Task requirements :: Could you copy every one of the rows below back to me word for word, leaving out the pictures?
────────────────
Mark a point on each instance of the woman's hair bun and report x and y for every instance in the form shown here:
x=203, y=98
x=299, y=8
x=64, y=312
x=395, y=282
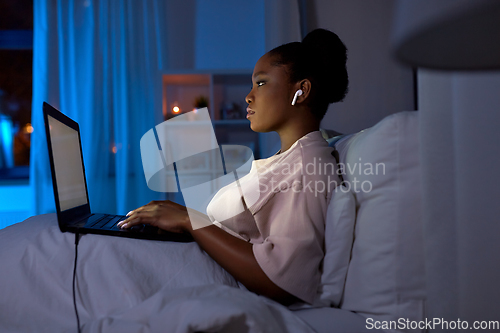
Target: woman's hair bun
x=326, y=56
────────────────
Written response ::
Mark a point on each instance of the woman's hair bun and report x and y for every instance in the form shown here:
x=203, y=98
x=299, y=8
x=64, y=312
x=395, y=282
Target: woman's hair bun
x=326, y=56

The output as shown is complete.